Finding a subset of the data in which two variables are independent

Question

I have a dataset of ~400 subjects. For each subject, I have about 18 variables (V1...V18), all of those continuous and measured at the same timepoint.

A paper I'm working on would benefit from showing that one of those variables (say V1) has a significant correlation with one of three other variables (say V2, V3, or V4) – all of these are measuring different aspects of the same illness. And I have found some significant correlations between the pairs (V1–V2, V1–V3, V1–V4). However, I have another variable, say V5, that is more strongly correlated to all of them (V1–V4). When I correct (linearly) for V5, the correlations between V1–(V2/V3/V4) is no longer significant/there.

So at this point, any critic could say that the V1 is correlated to V5, V5 is correlated to V2/3/4, and that I can't make the point I want to make. However, I have reason to believe that subgroups of the subjects (more susceptible to the illness), will show strong correlation between V1 and V2–4 that is independent of V5. Is there any way to find these subgroups?

I would like to find some partition(s), A < Vx < B, in which there is a significant correlation between V1 and V2/V3/V4, that I can show is independent of V5. Alternatively, if there's a way to quantify how much of the correlation between V1 and V2–4 is due to correlation between V1–V5 and how much is independent, that would be a good solution as well.

I have been reading a lot about two-way ANOVA, thinking about doing it between V1 as rows, V5 as columns, and one of V2–4 as outcome. But even if I do this (which would take significant effort, since I couldn't find a simple Python implementation), I'm not sure if it would advance me towards my goals. Any help is appreciated.

Answer 1

I guess some procedure of blind search could be designed in order to test correlations in various partitions of your sample. Assume that you indeed find a sub-sample in which what you think must hold, appears to hold. What keeps me from attributing it to small-sample variability and reject it?

Nothing, except if the subjects in this subgroup have a set of characteristics that "separates" them from the other subjects, and justifies viewing them as a meaningful subset of the data.

And in your question, it appears that you do have a theoretical argument about your issue :"if subjects are more susceptible to the illness, then $V_2, V_3, V_4$ stop being uncorrelated with $V_1$ conditional on $V_5$."

So, instead of activating a blind mechanical search, wouldn't it be more valid (and probably less computationally intensive), to start by constructing a metric for the "susceptibility to illness" degree, then separate your sample according to this criterion, and then calculate, on the sub-samples acquired thus, correlations etc?

● **Dataset content**:
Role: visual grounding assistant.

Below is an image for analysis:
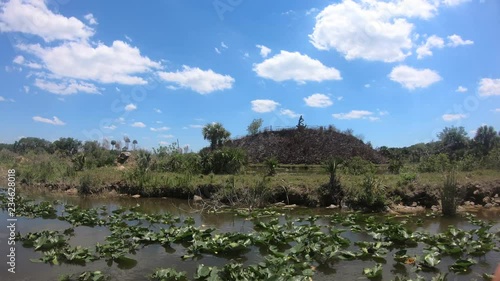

● **Task goal**: In the forum thread above about finding a subset where two variables are independent, what happens to the correlations between V1 and V2, V3, or V4 when the asker corrects linearly for V5?

● **Complete output**: They are no longer significant or present.